DIRECTIONS FOR THIS TASK » Find the word "black" in the data. Return every line where it appears.

ENTRIES PROVIDED »
● ● ● ● ●

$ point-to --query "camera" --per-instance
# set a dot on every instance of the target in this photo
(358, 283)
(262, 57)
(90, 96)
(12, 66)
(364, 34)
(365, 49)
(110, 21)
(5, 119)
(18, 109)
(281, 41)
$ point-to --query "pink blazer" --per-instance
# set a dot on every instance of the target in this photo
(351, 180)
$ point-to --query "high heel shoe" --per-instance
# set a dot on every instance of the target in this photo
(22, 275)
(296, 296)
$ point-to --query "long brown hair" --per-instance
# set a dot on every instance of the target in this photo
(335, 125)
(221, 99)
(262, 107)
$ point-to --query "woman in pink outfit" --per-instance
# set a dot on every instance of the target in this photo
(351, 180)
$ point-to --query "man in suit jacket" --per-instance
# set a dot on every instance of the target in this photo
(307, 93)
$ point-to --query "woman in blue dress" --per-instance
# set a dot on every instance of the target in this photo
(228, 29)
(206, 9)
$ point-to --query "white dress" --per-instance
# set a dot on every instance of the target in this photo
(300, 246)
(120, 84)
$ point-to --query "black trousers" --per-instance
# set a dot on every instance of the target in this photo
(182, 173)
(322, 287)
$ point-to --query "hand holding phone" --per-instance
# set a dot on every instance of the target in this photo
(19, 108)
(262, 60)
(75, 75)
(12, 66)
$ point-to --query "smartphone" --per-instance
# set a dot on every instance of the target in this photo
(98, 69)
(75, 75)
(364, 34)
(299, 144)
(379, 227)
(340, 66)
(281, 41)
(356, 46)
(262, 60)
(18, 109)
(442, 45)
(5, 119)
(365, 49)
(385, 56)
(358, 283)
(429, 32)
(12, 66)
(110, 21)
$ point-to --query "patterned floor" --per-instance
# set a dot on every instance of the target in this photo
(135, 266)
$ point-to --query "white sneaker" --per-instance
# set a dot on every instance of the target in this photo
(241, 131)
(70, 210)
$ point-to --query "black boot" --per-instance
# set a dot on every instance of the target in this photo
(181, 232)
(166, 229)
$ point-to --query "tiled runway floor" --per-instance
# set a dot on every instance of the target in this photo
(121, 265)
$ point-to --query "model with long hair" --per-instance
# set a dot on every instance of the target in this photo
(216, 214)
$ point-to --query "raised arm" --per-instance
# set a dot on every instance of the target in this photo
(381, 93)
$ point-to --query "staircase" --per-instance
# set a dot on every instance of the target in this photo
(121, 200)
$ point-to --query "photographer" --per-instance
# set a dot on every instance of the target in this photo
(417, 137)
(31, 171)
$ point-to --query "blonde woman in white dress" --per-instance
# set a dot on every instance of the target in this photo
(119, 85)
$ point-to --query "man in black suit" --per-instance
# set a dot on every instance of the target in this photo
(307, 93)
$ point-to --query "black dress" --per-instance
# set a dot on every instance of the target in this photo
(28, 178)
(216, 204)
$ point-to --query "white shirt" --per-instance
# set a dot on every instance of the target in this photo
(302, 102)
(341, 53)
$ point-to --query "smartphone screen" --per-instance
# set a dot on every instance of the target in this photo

● ● ● ● ●

EXPECTED OUTPUT »
$ point-to --query "black trousers" --per-instance
$ point-to --query "black boot" --per-instance
$ point-to --query "man in black suit" --per-instance
$ point-to --query "black dress" --per-instance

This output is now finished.